**SOURCE EXTRACT**
========================================

Initial Diabetes Intervention Still Beneficial 20 Years Later

Faye Prior | 2014-05-14 04:05:56

In the landmark diabetes prevention program, researchers found that a lifestyle intervention of exercise and diet was twice as effective as just taking the diabetes drug metformin, at preventing the progression from impaired glucose tolerance to type 2 diabetes over the subsequent 4 years. For some, the progression to diabetes was delayed by as much as a decade.

Since diabetes increases the risk of death from cardiovascular or any cause, it was assumed that a lifestyle intervention which prevents or delays diabetes would also prevent such a death, but unfortunately the diabetes prevention program missed out this analysis.

Now, the results of the Da Qing diabetes prevention study show that an initial lifestyle intervention in those with impaired glucose tolerance can still have beneficial effects two decades later.

The individuals in the Da Qing study changed their diet, physical activity, or both for 6 years only. 23 years later, compared to individuals who carried on with their lives as normal, those who made a positive change for 6 years were less likely to have diabetes, and were less likely to have died from cardiovascular disease or any cause.

========================================

**RECORDED INFORMATION**

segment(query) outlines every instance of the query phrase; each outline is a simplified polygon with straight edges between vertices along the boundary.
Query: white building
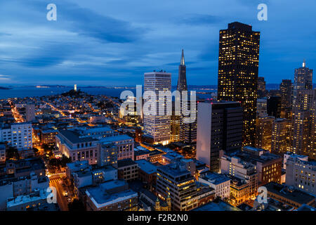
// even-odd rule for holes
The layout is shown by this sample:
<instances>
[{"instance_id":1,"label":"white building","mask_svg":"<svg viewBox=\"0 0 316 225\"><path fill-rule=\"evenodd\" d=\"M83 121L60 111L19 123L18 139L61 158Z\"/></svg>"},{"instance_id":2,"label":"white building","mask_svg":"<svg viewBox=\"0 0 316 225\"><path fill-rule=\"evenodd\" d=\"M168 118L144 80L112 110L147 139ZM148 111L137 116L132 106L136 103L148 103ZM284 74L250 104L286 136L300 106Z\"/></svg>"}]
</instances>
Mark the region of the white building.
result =
<instances>
[{"instance_id":1,"label":"white building","mask_svg":"<svg viewBox=\"0 0 316 225\"><path fill-rule=\"evenodd\" d=\"M156 98L149 106L146 91L154 91ZM162 95L159 91L171 91L171 74L166 72L152 72L144 74L144 128L145 134L153 139L154 143L169 144L170 141L170 119L171 99ZM171 95L170 95L171 96ZM153 108L152 108L153 107ZM159 109L162 112L159 113ZM160 115L159 115L160 114Z\"/></svg>"},{"instance_id":2,"label":"white building","mask_svg":"<svg viewBox=\"0 0 316 225\"><path fill-rule=\"evenodd\" d=\"M256 165L242 160L238 157L223 155L220 160L221 173L244 179L249 184L249 193L255 195L258 191L258 174Z\"/></svg>"},{"instance_id":3,"label":"white building","mask_svg":"<svg viewBox=\"0 0 316 225\"><path fill-rule=\"evenodd\" d=\"M18 150L32 148L32 124L20 122L11 124L0 129L0 142L7 141Z\"/></svg>"},{"instance_id":4,"label":"white building","mask_svg":"<svg viewBox=\"0 0 316 225\"><path fill-rule=\"evenodd\" d=\"M27 104L25 105L26 121L30 122L35 120L35 105Z\"/></svg>"},{"instance_id":5,"label":"white building","mask_svg":"<svg viewBox=\"0 0 316 225\"><path fill-rule=\"evenodd\" d=\"M215 190L215 198L230 198L230 179L223 174L205 172L199 176L199 182L206 184Z\"/></svg>"}]
</instances>

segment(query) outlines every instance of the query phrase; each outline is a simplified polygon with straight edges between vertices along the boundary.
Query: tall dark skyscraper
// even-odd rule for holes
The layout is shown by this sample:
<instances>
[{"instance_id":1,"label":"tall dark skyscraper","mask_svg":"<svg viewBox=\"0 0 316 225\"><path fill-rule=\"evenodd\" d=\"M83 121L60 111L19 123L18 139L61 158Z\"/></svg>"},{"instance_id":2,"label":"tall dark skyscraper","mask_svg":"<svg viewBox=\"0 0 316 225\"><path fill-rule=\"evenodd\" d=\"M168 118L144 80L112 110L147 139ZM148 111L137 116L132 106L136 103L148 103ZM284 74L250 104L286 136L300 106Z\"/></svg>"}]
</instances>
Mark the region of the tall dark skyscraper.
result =
<instances>
[{"instance_id":1,"label":"tall dark skyscraper","mask_svg":"<svg viewBox=\"0 0 316 225\"><path fill-rule=\"evenodd\" d=\"M312 89L312 70L306 67L295 69L293 89L292 136L293 152L316 156L313 146L315 134L315 92Z\"/></svg>"},{"instance_id":2,"label":"tall dark skyscraper","mask_svg":"<svg viewBox=\"0 0 316 225\"><path fill-rule=\"evenodd\" d=\"M244 110L243 146L254 146L260 32L235 22L220 31L218 99L239 101Z\"/></svg>"},{"instance_id":3,"label":"tall dark skyscraper","mask_svg":"<svg viewBox=\"0 0 316 225\"><path fill-rule=\"evenodd\" d=\"M180 61L179 65L179 75L178 78L178 84L177 84L177 90L182 93L183 91L187 91L187 74L186 74L186 66L185 63L184 58L184 52L183 49L182 49L181 53L181 59ZM182 95L181 95L182 98ZM188 99L189 101L189 99ZM187 103L183 103L181 101L181 108L187 108L187 110L190 110L190 101ZM197 105L195 105L197 108ZM180 122L177 122L177 120L179 120ZM180 117L173 116L171 120L173 120L173 130L171 131L171 139L173 138L173 141L176 140L176 132L177 129L176 126L178 124L180 124L179 131L179 141L183 141L186 144L195 144L197 141L197 122L194 122L192 123L184 123L183 121L183 115Z\"/></svg>"},{"instance_id":4,"label":"tall dark skyscraper","mask_svg":"<svg viewBox=\"0 0 316 225\"><path fill-rule=\"evenodd\" d=\"M197 160L210 171L220 172L220 150L230 154L242 148L242 114L237 102L198 103Z\"/></svg>"},{"instance_id":5,"label":"tall dark skyscraper","mask_svg":"<svg viewBox=\"0 0 316 225\"><path fill-rule=\"evenodd\" d=\"M282 79L279 85L281 91L281 118L291 120L292 112L292 81Z\"/></svg>"}]
</instances>

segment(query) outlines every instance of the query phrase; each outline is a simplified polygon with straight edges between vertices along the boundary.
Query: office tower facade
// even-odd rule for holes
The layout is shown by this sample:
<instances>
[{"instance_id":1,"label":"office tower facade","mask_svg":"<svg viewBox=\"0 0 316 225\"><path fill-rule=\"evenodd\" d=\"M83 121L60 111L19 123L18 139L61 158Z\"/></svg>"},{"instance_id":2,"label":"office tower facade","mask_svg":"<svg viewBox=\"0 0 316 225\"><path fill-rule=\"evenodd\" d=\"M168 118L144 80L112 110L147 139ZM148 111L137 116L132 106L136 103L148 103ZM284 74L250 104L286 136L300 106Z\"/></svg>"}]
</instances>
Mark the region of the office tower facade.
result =
<instances>
[{"instance_id":1,"label":"office tower facade","mask_svg":"<svg viewBox=\"0 0 316 225\"><path fill-rule=\"evenodd\" d=\"M239 22L220 31L218 100L241 102L243 146L255 144L260 32Z\"/></svg>"},{"instance_id":2,"label":"office tower facade","mask_svg":"<svg viewBox=\"0 0 316 225\"><path fill-rule=\"evenodd\" d=\"M265 96L265 77L258 77L258 97L263 98Z\"/></svg>"},{"instance_id":3,"label":"office tower facade","mask_svg":"<svg viewBox=\"0 0 316 225\"><path fill-rule=\"evenodd\" d=\"M316 162L302 160L297 157L289 157L287 160L285 184L298 189L316 194Z\"/></svg>"},{"instance_id":4,"label":"office tower facade","mask_svg":"<svg viewBox=\"0 0 316 225\"><path fill-rule=\"evenodd\" d=\"M170 196L172 210L188 211L197 207L195 179L184 164L157 167L157 193L164 199Z\"/></svg>"},{"instance_id":5,"label":"office tower facade","mask_svg":"<svg viewBox=\"0 0 316 225\"><path fill-rule=\"evenodd\" d=\"M180 60L179 72L178 76L178 84L177 84L177 90L179 91L180 94L180 98L182 98L183 91L187 91L186 70L187 68L185 63L184 52L183 49L182 49L182 54L181 54L181 59ZM171 133L170 139L171 142L183 141L183 137L181 132L183 126L182 116L178 114L179 112L180 113L181 112L181 110L180 109L180 112L176 112L175 102L173 101L172 103L173 103L172 115L171 118ZM180 105L180 107L181 105Z\"/></svg>"},{"instance_id":6,"label":"office tower facade","mask_svg":"<svg viewBox=\"0 0 316 225\"><path fill-rule=\"evenodd\" d=\"M184 58L184 51L182 49L181 59L179 65L179 72L178 77L177 90L180 92L181 99L183 98L183 91L187 91L187 75L186 75L186 65ZM191 105L189 99L189 93L187 93L187 102L181 101L181 115L173 117L174 119L173 123L175 124L173 128L173 131L177 130L176 124L178 123L176 121L179 120L179 141L184 142L186 144L195 144L197 141L197 121L192 122L191 123L185 123L183 121L184 115L183 109L190 112ZM197 105L195 105L195 108L197 109ZM173 136L172 136L173 137ZM171 138L172 138L171 137Z\"/></svg>"},{"instance_id":7,"label":"office tower facade","mask_svg":"<svg viewBox=\"0 0 316 225\"><path fill-rule=\"evenodd\" d=\"M268 96L267 98L268 115L279 118L281 117L281 96Z\"/></svg>"},{"instance_id":8,"label":"office tower facade","mask_svg":"<svg viewBox=\"0 0 316 225\"><path fill-rule=\"evenodd\" d=\"M173 112L174 111L173 111ZM180 116L172 115L170 118L170 141L177 142L180 141Z\"/></svg>"},{"instance_id":9,"label":"office tower facade","mask_svg":"<svg viewBox=\"0 0 316 225\"><path fill-rule=\"evenodd\" d=\"M9 146L18 150L32 148L32 124L19 122L5 124L0 128L0 142L8 142Z\"/></svg>"},{"instance_id":10,"label":"office tower facade","mask_svg":"<svg viewBox=\"0 0 316 225\"><path fill-rule=\"evenodd\" d=\"M291 120L292 110L292 81L282 79L279 85L281 91L281 118Z\"/></svg>"},{"instance_id":11,"label":"office tower facade","mask_svg":"<svg viewBox=\"0 0 316 225\"><path fill-rule=\"evenodd\" d=\"M187 68L184 59L184 52L182 49L181 60L179 65L179 75L178 77L177 90L179 91L187 91Z\"/></svg>"},{"instance_id":12,"label":"office tower facade","mask_svg":"<svg viewBox=\"0 0 316 225\"><path fill-rule=\"evenodd\" d=\"M168 144L170 141L170 119L172 110L171 104L172 103L171 99L170 102L168 102L169 99L166 100L164 96L159 96L159 91L171 91L171 74L162 70L145 73L144 91L152 91L156 94L156 99L154 99L154 103L152 105L155 108L154 111L156 113L153 113L154 115L150 113L150 108L151 106L145 107L148 99L145 99L144 131L145 134L152 138L154 143ZM159 108L164 109L164 114L162 115L159 113ZM151 110L152 110L152 109Z\"/></svg>"},{"instance_id":13,"label":"office tower facade","mask_svg":"<svg viewBox=\"0 0 316 225\"><path fill-rule=\"evenodd\" d=\"M257 100L257 117L268 116L267 98L258 98Z\"/></svg>"},{"instance_id":14,"label":"office tower facade","mask_svg":"<svg viewBox=\"0 0 316 225\"><path fill-rule=\"evenodd\" d=\"M256 119L256 148L271 151L271 136L274 117L258 117Z\"/></svg>"},{"instance_id":15,"label":"office tower facade","mask_svg":"<svg viewBox=\"0 0 316 225\"><path fill-rule=\"evenodd\" d=\"M27 104L25 105L26 122L35 120L35 105Z\"/></svg>"},{"instance_id":16,"label":"office tower facade","mask_svg":"<svg viewBox=\"0 0 316 225\"><path fill-rule=\"evenodd\" d=\"M235 156L256 165L259 186L269 182L280 184L282 157L272 154L268 150L251 146L243 147L242 151L237 152Z\"/></svg>"},{"instance_id":17,"label":"office tower facade","mask_svg":"<svg viewBox=\"0 0 316 225\"><path fill-rule=\"evenodd\" d=\"M315 157L313 126L315 126L315 90L312 90L312 70L303 66L295 70L293 89L292 136L293 153Z\"/></svg>"},{"instance_id":18,"label":"office tower facade","mask_svg":"<svg viewBox=\"0 0 316 225\"><path fill-rule=\"evenodd\" d=\"M272 128L271 153L282 155L291 150L291 123L285 118L277 118Z\"/></svg>"},{"instance_id":19,"label":"office tower facade","mask_svg":"<svg viewBox=\"0 0 316 225\"><path fill-rule=\"evenodd\" d=\"M224 155L220 159L220 170L222 174L245 179L249 184L250 195L256 196L258 174L256 165L243 161L238 157Z\"/></svg>"},{"instance_id":20,"label":"office tower facade","mask_svg":"<svg viewBox=\"0 0 316 225\"><path fill-rule=\"evenodd\" d=\"M220 171L220 151L240 150L242 143L242 108L237 102L199 103L197 160L211 172Z\"/></svg>"},{"instance_id":21,"label":"office tower facade","mask_svg":"<svg viewBox=\"0 0 316 225\"><path fill-rule=\"evenodd\" d=\"M258 90L263 92L265 91L265 82L263 77L258 77Z\"/></svg>"}]
</instances>

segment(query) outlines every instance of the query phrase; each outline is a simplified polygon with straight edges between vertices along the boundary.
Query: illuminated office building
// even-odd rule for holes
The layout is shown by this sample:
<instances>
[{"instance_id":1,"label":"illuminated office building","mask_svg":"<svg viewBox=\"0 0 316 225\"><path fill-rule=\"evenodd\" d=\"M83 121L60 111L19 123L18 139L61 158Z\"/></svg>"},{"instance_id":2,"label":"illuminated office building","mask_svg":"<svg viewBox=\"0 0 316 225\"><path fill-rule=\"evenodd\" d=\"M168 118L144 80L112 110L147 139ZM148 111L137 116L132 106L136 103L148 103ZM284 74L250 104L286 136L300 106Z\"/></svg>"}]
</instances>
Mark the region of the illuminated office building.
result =
<instances>
[{"instance_id":1,"label":"illuminated office building","mask_svg":"<svg viewBox=\"0 0 316 225\"><path fill-rule=\"evenodd\" d=\"M239 101L243 146L254 146L260 32L235 22L220 31L218 99Z\"/></svg>"},{"instance_id":2,"label":"illuminated office building","mask_svg":"<svg viewBox=\"0 0 316 225\"><path fill-rule=\"evenodd\" d=\"M314 158L315 90L312 90L312 70L303 66L295 70L293 89L293 153Z\"/></svg>"},{"instance_id":3,"label":"illuminated office building","mask_svg":"<svg viewBox=\"0 0 316 225\"><path fill-rule=\"evenodd\" d=\"M263 98L265 96L265 77L258 77L258 96Z\"/></svg>"},{"instance_id":4,"label":"illuminated office building","mask_svg":"<svg viewBox=\"0 0 316 225\"><path fill-rule=\"evenodd\" d=\"M282 79L279 85L281 91L281 118L291 120L292 111L292 81Z\"/></svg>"},{"instance_id":5,"label":"illuminated office building","mask_svg":"<svg viewBox=\"0 0 316 225\"><path fill-rule=\"evenodd\" d=\"M154 143L169 144L170 141L170 119L172 110L171 99L166 99L164 96L159 96L159 91L171 91L171 74L163 72L152 72L144 74L144 91L152 91L156 94L156 99L153 107L150 109L146 107L147 100L145 99L144 104L144 131L152 138ZM170 107L168 105L170 105ZM159 115L159 108L163 109L164 115ZM150 114L151 112L155 112Z\"/></svg>"},{"instance_id":6,"label":"illuminated office building","mask_svg":"<svg viewBox=\"0 0 316 225\"><path fill-rule=\"evenodd\" d=\"M282 155L291 150L291 123L284 118L277 118L272 128L271 153Z\"/></svg>"},{"instance_id":7,"label":"illuminated office building","mask_svg":"<svg viewBox=\"0 0 316 225\"><path fill-rule=\"evenodd\" d=\"M179 65L179 74L178 74L178 84L177 84L177 90L179 91L179 92L181 94L181 98L182 98L182 92L183 91L187 91L187 75L186 75L186 65L185 63L185 58L184 58L184 53L183 49L182 49L182 54L181 54L181 60ZM179 129L179 141L183 141L186 144L195 144L197 142L197 121L192 123L185 123L183 122L183 117L186 117L183 115L183 108L189 110L190 112L191 105L190 105L190 101L189 99L190 93L187 93L187 102L185 102L183 101L181 101L181 115L180 117L180 129ZM195 108L197 109L197 105L195 105ZM173 117L173 124L174 124L174 126L173 127L174 128L173 131L176 131L177 130L177 128L175 127L176 124L178 123L178 122L176 120L178 118L178 117ZM171 139L173 138L174 136L171 135Z\"/></svg>"},{"instance_id":8,"label":"illuminated office building","mask_svg":"<svg viewBox=\"0 0 316 225\"><path fill-rule=\"evenodd\" d=\"M271 136L274 117L258 117L256 119L256 148L271 151Z\"/></svg>"},{"instance_id":9,"label":"illuminated office building","mask_svg":"<svg viewBox=\"0 0 316 225\"><path fill-rule=\"evenodd\" d=\"M213 172L219 172L220 151L239 150L242 143L242 108L228 101L199 103L197 160Z\"/></svg>"},{"instance_id":10,"label":"illuminated office building","mask_svg":"<svg viewBox=\"0 0 316 225\"><path fill-rule=\"evenodd\" d=\"M257 100L257 117L267 115L267 98L258 98Z\"/></svg>"}]
</instances>

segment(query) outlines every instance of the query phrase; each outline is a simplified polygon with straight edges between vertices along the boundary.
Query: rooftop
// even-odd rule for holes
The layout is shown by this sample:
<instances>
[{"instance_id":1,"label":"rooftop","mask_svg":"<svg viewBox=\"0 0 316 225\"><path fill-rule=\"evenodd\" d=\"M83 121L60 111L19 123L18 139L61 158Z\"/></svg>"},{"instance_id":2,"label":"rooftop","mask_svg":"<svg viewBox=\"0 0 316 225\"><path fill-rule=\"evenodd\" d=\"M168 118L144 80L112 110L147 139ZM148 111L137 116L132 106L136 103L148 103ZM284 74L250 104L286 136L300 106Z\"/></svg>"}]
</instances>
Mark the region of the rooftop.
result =
<instances>
[{"instance_id":1,"label":"rooftop","mask_svg":"<svg viewBox=\"0 0 316 225\"><path fill-rule=\"evenodd\" d=\"M202 178L215 185L218 185L230 180L230 179L223 174L209 172L204 173Z\"/></svg>"},{"instance_id":2,"label":"rooftop","mask_svg":"<svg viewBox=\"0 0 316 225\"><path fill-rule=\"evenodd\" d=\"M117 167L118 168L131 166L133 165L137 165L137 163L131 159L117 160Z\"/></svg>"},{"instance_id":3,"label":"rooftop","mask_svg":"<svg viewBox=\"0 0 316 225\"><path fill-rule=\"evenodd\" d=\"M109 193L107 191L107 190L119 188L125 184L126 181L111 181L103 183L97 187L88 188L86 193L91 198L96 207L100 208L138 196L137 193L131 189L113 193Z\"/></svg>"},{"instance_id":4,"label":"rooftop","mask_svg":"<svg viewBox=\"0 0 316 225\"><path fill-rule=\"evenodd\" d=\"M274 194L281 195L283 198L290 199L292 201L298 202L299 204L308 203L312 200L315 200L315 197L308 194L300 190L289 189L284 185L277 184L275 182L270 182L265 185L268 191Z\"/></svg>"},{"instance_id":5,"label":"rooftop","mask_svg":"<svg viewBox=\"0 0 316 225\"><path fill-rule=\"evenodd\" d=\"M150 174L157 172L157 167L153 165L152 163L145 160L140 160L136 161L141 170L146 174Z\"/></svg>"},{"instance_id":6,"label":"rooftop","mask_svg":"<svg viewBox=\"0 0 316 225\"><path fill-rule=\"evenodd\" d=\"M223 201L218 202L211 202L203 206L199 207L192 211L242 211Z\"/></svg>"}]
</instances>

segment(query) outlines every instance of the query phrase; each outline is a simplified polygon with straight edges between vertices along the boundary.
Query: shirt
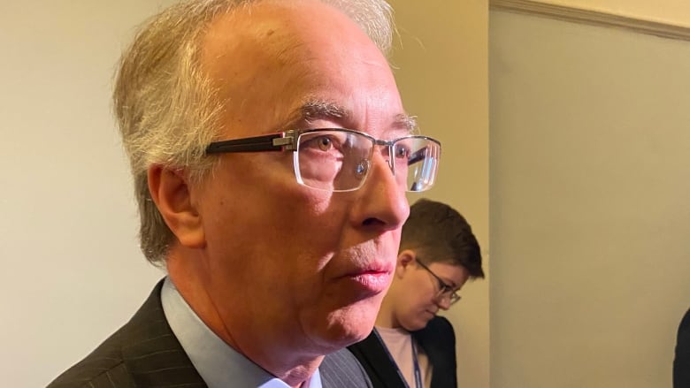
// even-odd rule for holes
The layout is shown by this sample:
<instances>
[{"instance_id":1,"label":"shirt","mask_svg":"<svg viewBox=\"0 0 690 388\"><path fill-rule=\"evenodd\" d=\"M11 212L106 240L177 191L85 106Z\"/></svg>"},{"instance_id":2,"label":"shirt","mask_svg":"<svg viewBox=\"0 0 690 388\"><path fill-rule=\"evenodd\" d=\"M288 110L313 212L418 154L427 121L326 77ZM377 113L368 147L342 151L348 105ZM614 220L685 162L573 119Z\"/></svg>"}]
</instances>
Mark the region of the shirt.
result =
<instances>
[{"instance_id":1,"label":"shirt","mask_svg":"<svg viewBox=\"0 0 690 388\"><path fill-rule=\"evenodd\" d=\"M209 388L290 388L209 329L187 304L170 278L165 278L163 285L161 302L170 328ZM318 369L303 386L321 388Z\"/></svg>"}]
</instances>

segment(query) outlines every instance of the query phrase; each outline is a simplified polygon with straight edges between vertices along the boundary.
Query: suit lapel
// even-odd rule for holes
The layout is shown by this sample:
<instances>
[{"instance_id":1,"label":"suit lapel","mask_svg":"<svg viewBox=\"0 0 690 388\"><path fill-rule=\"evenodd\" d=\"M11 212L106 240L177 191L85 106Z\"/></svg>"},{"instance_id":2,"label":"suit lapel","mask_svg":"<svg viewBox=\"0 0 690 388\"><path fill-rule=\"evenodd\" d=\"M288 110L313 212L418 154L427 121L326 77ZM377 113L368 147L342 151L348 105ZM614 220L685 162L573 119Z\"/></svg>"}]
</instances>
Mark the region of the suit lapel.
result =
<instances>
[{"instance_id":1,"label":"suit lapel","mask_svg":"<svg viewBox=\"0 0 690 388\"><path fill-rule=\"evenodd\" d=\"M349 347L349 350L364 367L374 386L406 388L407 384L400 375L397 365L384 347L383 340L374 329L369 337Z\"/></svg>"},{"instance_id":2,"label":"suit lapel","mask_svg":"<svg viewBox=\"0 0 690 388\"><path fill-rule=\"evenodd\" d=\"M122 357L138 387L206 387L165 320L159 282L122 331Z\"/></svg>"}]
</instances>

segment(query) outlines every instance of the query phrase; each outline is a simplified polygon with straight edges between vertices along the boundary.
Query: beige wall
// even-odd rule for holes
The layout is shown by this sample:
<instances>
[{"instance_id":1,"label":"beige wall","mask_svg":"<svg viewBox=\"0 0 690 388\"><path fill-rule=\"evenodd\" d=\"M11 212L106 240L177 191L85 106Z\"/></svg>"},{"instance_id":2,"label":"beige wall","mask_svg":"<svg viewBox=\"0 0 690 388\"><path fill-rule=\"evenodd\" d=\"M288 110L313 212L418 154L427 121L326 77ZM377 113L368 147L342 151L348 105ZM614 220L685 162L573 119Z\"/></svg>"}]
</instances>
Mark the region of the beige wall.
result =
<instances>
[{"instance_id":1,"label":"beige wall","mask_svg":"<svg viewBox=\"0 0 690 388\"><path fill-rule=\"evenodd\" d=\"M557 5L690 27L687 0L539 0Z\"/></svg>"},{"instance_id":2,"label":"beige wall","mask_svg":"<svg viewBox=\"0 0 690 388\"><path fill-rule=\"evenodd\" d=\"M491 12L491 386L671 386L690 42Z\"/></svg>"},{"instance_id":3,"label":"beige wall","mask_svg":"<svg viewBox=\"0 0 690 388\"><path fill-rule=\"evenodd\" d=\"M393 0L403 49L393 64L406 109L443 146L438 186L472 224L488 270L488 2ZM398 47L399 49L399 47ZM410 202L417 197L410 196ZM488 284L468 284L448 312L457 336L460 386L488 387Z\"/></svg>"}]
</instances>

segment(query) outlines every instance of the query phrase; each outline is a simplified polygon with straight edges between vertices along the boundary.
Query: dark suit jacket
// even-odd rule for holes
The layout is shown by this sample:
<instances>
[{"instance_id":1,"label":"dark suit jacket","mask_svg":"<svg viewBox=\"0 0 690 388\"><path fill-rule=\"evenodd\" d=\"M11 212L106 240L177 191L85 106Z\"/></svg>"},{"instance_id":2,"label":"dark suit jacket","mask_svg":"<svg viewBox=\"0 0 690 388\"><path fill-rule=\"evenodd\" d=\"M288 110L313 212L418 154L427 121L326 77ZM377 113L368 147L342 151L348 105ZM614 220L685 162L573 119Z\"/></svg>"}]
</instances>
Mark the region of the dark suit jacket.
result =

========================================

**EXERCISE REQUIREMENTS**
According to the diabetes article above, why was a lifestyle intervention that prevents or delays diabetes expected to also prevent death from cardiovascular disease or any cause? Answer in one to three sentences.

**WRITTEN RESPONSE**
Diabetes raises the risk of death from cardiovascular disease or any cause. So an intervention that prevents or delays diabetes was expected to prevent such deaths as well.